Purpose of the Study:

  • To shift the focus of process optimization from single examination efficiency to the overall effectiveness of the total imaging process.
  • To highlight the importance of critically evaluating the clinical outcome influence of individual imaging exams.
  • To propose strategies for avoiding unnecessary imaging procedures.

Main Methods:

  • Implementing a new definition of processes, termed 'Imaging Pathway'.
  • Establishing new organizational structures, such as an 'Imaging Center'.
  • Encouraging a shift in medical staff motivation towards process quality and avoidance of unnecessary exams.

Main Results:

  • Identified that exams without predictable influence on clinical outcome are burdensome and financially detrimental.
  • Emphasized that optimizing only single exams is insufficient for true process improvement.
  • Demonstrated the need for a holistic approach to imaging process optimization.

Conclusions:

  • A comprehensive strategy for the total imaging process, encompassing both efficiency and effectiveness, is essential.
  • Adoption of new process definitions (Imaging Pathway) and organizational structures (Imaging Center) is required.
  • A fundamental change in medical staff mindset, prioritizing process quality over exam volume, is necessary for sustainable healthcare economics and improved patient outcomes.

EXERCISE DATA.

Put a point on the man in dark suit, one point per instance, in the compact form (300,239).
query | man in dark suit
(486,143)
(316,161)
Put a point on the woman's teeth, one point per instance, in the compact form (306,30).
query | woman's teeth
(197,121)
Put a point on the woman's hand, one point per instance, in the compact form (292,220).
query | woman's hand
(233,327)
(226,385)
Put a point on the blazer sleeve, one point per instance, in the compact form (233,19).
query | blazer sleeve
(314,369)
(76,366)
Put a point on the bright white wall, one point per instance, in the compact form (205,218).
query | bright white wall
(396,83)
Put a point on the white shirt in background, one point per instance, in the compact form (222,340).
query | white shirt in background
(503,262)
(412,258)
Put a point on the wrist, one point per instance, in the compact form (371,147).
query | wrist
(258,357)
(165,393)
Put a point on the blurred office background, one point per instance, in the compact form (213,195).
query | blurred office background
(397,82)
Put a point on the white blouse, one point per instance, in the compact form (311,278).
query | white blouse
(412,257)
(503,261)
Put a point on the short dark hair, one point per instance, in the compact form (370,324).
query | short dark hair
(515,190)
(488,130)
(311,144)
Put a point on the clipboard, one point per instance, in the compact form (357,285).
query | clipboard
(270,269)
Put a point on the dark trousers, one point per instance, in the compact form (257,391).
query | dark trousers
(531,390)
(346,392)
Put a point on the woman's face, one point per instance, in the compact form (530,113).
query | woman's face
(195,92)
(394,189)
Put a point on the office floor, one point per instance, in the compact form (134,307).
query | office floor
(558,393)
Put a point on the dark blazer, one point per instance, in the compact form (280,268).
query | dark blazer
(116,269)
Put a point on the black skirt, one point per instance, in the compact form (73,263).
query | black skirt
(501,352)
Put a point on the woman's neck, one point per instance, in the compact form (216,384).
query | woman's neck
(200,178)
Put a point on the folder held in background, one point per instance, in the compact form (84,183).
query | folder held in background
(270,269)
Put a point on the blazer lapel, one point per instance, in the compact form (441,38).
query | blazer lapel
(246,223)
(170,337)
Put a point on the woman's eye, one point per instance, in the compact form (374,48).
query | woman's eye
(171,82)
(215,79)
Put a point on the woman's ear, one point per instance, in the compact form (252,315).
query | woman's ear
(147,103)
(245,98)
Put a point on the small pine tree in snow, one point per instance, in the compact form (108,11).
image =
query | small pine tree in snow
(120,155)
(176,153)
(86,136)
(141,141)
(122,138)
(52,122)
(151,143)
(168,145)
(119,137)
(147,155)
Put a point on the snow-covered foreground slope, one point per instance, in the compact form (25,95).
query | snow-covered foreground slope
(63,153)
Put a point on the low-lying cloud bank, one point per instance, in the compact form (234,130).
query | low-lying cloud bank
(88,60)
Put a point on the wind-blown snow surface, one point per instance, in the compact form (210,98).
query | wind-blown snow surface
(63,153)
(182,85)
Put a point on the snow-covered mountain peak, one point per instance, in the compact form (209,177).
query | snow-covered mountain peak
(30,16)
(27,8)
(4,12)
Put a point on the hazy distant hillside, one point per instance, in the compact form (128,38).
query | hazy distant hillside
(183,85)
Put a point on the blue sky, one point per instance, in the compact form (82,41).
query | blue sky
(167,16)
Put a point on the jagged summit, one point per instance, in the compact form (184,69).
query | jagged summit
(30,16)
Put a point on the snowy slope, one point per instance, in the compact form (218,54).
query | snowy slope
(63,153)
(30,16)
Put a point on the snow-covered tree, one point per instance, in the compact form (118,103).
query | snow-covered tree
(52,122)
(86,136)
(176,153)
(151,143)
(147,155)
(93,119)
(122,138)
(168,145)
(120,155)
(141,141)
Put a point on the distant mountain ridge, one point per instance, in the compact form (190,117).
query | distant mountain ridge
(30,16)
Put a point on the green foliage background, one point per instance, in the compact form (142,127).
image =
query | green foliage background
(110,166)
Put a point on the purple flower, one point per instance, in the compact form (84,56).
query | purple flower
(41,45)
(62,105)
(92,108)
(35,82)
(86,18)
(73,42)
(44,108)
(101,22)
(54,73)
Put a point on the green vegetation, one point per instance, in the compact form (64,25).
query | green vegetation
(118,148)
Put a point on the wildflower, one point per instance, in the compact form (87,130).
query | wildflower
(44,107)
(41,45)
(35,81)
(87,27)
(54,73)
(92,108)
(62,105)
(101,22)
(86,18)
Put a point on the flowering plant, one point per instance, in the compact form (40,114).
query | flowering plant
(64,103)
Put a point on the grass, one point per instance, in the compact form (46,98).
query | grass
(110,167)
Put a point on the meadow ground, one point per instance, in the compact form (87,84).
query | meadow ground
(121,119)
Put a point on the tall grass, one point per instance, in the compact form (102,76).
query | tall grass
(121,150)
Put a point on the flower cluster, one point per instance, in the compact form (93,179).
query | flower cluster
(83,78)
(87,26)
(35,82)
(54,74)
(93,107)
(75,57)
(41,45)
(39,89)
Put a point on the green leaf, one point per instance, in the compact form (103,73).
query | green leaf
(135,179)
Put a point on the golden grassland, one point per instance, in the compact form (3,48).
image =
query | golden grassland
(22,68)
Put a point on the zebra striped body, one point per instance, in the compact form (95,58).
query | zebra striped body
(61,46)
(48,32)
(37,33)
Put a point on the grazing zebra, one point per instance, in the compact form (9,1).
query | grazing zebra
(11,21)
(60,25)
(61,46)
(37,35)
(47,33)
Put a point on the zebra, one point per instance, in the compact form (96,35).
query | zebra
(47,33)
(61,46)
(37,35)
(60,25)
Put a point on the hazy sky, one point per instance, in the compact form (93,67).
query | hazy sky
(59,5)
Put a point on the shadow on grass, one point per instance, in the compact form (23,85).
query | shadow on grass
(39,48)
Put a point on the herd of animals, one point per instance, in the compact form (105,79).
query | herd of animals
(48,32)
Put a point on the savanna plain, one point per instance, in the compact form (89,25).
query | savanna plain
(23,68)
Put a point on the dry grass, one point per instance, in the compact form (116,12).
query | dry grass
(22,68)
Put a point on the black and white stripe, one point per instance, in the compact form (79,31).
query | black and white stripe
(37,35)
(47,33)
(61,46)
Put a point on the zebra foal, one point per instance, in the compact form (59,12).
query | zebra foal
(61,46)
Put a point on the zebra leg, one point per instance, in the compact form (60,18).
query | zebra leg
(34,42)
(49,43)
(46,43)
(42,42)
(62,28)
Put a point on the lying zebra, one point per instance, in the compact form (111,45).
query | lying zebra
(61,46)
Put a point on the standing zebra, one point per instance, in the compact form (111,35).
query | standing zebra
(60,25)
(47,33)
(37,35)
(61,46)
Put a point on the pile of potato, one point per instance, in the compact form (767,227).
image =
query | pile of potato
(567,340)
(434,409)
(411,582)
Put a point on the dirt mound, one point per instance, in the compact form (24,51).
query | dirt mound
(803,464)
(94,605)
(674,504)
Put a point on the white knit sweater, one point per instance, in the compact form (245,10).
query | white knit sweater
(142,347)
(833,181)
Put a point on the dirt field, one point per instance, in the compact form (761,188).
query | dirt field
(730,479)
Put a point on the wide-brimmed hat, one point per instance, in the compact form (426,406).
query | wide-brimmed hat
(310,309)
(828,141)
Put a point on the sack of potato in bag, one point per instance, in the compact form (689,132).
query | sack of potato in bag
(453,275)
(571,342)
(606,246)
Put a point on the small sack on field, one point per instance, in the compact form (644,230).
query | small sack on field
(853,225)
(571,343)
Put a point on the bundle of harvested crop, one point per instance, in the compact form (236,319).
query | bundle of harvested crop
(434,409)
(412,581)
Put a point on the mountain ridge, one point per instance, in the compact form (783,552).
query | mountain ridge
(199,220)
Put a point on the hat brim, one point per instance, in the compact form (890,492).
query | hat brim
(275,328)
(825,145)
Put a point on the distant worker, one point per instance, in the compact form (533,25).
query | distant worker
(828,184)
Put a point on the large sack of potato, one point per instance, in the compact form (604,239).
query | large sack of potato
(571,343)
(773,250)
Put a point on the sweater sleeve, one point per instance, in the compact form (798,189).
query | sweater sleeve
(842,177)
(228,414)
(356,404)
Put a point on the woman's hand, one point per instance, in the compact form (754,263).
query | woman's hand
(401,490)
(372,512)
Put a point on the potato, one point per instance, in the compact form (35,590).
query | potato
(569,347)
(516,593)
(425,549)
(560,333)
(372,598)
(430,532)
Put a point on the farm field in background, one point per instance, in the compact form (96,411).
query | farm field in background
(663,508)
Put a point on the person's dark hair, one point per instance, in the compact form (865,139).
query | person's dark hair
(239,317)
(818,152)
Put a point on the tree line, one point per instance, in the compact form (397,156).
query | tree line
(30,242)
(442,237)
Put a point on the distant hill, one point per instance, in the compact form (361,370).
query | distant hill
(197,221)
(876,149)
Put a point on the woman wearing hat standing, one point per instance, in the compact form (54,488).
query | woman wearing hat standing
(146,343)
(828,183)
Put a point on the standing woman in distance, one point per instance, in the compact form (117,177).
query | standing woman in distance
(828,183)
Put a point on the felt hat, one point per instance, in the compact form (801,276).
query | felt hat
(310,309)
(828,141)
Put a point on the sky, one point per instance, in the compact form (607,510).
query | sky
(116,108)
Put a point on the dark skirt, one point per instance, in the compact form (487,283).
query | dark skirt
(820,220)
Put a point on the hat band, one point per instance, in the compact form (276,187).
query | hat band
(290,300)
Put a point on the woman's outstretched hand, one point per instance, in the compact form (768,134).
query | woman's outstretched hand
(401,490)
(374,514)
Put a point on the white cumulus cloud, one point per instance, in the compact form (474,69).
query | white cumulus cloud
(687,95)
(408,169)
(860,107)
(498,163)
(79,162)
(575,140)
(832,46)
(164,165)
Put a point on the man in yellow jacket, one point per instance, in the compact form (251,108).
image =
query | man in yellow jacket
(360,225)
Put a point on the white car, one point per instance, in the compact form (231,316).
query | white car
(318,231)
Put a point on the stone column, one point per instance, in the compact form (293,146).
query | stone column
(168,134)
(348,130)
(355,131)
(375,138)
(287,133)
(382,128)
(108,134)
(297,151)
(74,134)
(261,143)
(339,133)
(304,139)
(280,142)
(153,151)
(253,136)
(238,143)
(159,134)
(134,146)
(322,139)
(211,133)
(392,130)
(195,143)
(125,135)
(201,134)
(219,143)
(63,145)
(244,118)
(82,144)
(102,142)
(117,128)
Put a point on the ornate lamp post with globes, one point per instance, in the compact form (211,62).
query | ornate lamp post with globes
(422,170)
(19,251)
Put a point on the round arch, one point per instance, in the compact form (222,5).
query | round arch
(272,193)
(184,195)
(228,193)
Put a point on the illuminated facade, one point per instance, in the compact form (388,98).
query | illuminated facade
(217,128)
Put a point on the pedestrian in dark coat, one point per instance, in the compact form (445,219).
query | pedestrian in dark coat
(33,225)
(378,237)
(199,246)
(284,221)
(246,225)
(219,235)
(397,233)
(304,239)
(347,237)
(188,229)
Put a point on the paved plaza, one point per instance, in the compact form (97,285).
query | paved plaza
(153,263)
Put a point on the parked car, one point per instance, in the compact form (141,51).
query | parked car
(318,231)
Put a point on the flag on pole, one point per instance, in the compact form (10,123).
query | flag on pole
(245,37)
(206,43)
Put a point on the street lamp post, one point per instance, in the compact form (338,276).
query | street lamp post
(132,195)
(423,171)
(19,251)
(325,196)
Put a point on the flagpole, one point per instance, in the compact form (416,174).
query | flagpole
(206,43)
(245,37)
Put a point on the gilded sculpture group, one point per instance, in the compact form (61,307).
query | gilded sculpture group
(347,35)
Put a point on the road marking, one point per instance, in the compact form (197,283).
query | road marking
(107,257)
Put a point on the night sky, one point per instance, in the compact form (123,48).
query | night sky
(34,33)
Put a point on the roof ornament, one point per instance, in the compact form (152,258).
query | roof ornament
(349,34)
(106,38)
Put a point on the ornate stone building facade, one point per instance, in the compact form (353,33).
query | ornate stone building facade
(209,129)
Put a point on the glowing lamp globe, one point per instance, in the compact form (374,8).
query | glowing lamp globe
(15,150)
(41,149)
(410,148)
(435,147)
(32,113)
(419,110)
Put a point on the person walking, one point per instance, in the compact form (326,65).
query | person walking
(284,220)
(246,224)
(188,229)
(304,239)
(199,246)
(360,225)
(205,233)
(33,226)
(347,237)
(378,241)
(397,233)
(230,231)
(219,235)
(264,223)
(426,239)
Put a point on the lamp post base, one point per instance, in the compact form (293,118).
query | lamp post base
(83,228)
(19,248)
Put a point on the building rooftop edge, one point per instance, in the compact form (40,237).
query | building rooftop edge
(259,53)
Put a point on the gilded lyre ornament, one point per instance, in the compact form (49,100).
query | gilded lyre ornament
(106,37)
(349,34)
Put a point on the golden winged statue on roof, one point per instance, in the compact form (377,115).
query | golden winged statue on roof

PROMPT. In the summary of the imaging process study above, what new organizational structure is given as an example?

WORKED SOLUTION. An "Imaging Center."